◆ PARTS OF THE EXERCISE:
1. In the lesson on God as covenant maker, reproduce the passage that begins at the words "THE first covenant" and stops after the words "an imperfect source.".
2. Shorten the paragraph of the covenant lesson that starts "THE first covenant that God made," keeping its main facts.
3. According to the covenant lesson, what is a covenant that requires performance on God's part only called?

◆ SOURCE DOCUMENT:
God: the Covenant Maker

MEMORY SELECTION: “I will remember My covenant, which is between Me and you and every living creature of all flesh.” —Genesis 9:15


THE first covenant that God made with his creation, man, was with Adam. In Genesis 2:16,17 God said: “Of every tree of the garden thou mayest freely eat: but of the tree of the knowledge of good and evil, thou shalt not eat of it: for in the day that thou eatest thereof thou shalt surely die.” This was a bilateral covenant, requiring performance by two parties. If Adam were obedient to God’s instructions, God would give him life. If Adam were disobedient, God would cut him off from life. We know the story, of course. Adam was disobedient and was condemned to death; so also was the whole human family, because all received life from an imperfect source.

The other type of covenant that God has made with his servants is a unilateral covenant. That is an agreement, or promise, that requires a performance on God’s part only. Such a covenant was the promise God made to Noah; and, as is usual in cases like this, the covenant was given as a reward for faithfulness.

[Stored data entries]
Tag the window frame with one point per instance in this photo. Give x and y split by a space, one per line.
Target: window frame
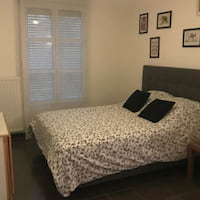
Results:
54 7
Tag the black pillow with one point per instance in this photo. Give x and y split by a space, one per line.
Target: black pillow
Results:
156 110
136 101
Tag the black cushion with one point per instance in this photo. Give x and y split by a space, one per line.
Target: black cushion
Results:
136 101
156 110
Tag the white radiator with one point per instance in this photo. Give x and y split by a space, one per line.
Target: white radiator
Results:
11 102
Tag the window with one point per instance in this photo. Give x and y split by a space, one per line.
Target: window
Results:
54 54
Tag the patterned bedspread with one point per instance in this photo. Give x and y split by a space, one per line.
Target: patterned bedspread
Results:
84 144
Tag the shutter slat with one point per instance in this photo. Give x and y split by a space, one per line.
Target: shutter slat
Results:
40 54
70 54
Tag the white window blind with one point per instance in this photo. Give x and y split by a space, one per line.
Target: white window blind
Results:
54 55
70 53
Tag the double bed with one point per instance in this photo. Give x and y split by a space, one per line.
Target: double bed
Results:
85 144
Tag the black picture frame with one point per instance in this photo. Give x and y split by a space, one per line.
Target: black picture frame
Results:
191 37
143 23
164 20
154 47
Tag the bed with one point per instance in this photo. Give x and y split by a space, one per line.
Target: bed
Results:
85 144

--

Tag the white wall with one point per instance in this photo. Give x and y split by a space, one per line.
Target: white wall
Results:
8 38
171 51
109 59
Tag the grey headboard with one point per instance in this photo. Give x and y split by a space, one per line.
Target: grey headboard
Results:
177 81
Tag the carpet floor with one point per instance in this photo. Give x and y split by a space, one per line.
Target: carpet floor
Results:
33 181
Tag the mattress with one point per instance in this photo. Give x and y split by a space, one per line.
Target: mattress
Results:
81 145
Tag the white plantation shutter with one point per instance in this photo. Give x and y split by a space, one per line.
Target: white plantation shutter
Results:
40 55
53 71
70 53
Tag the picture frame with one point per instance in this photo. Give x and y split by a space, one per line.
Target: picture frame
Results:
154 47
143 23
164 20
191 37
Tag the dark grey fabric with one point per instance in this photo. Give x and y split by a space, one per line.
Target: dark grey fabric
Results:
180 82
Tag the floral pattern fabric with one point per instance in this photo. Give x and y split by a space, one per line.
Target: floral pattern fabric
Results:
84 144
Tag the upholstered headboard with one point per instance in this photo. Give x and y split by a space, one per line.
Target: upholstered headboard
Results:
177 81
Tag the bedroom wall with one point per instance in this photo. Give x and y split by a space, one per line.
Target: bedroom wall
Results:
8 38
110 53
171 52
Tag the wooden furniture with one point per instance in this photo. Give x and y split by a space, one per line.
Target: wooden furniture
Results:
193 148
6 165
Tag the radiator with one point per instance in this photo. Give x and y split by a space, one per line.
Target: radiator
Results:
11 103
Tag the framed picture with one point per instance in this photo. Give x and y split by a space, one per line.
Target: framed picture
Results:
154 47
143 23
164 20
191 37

==

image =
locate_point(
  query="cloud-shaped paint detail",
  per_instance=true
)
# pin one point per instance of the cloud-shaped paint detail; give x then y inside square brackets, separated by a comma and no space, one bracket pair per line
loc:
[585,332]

◆ OUTPUTS BY TASK:
1.
THE first covenant that God made with his creation, man, was with Adam. In Genesis 2:16,17 God said: “Of every tree of the garden thou mayest freely eat: but of the tree of the knowledge of good and evil, thou shalt not eat of it: for in the day that thou eatest thereof thou shalt surely die.” This was a bilateral covenant, requiring performance by two parties. If Adam were obedient to God’s instructions, God would give him life. If Adam were disobedient, God would cut him off from life. We know the story, of course. Adam was disobedient and was condemned to death; so also was the whole human family, because all received life from an imperfect source.

2. God's first covenant with man was with Adam (Genesis 2:16,17). Adam could eat freely of every tree in the garden except the tree of the knowledge of good and evil, and eating from it would bring death. This was a bilateral covenant that required performance by two parties. Obedience would bring Adam life, and disobedience would cut him off from life. Adam disobeyed and was condemned to death. So was the whole human family, because all received life from an imperfect source.

3. A unilateral covenant.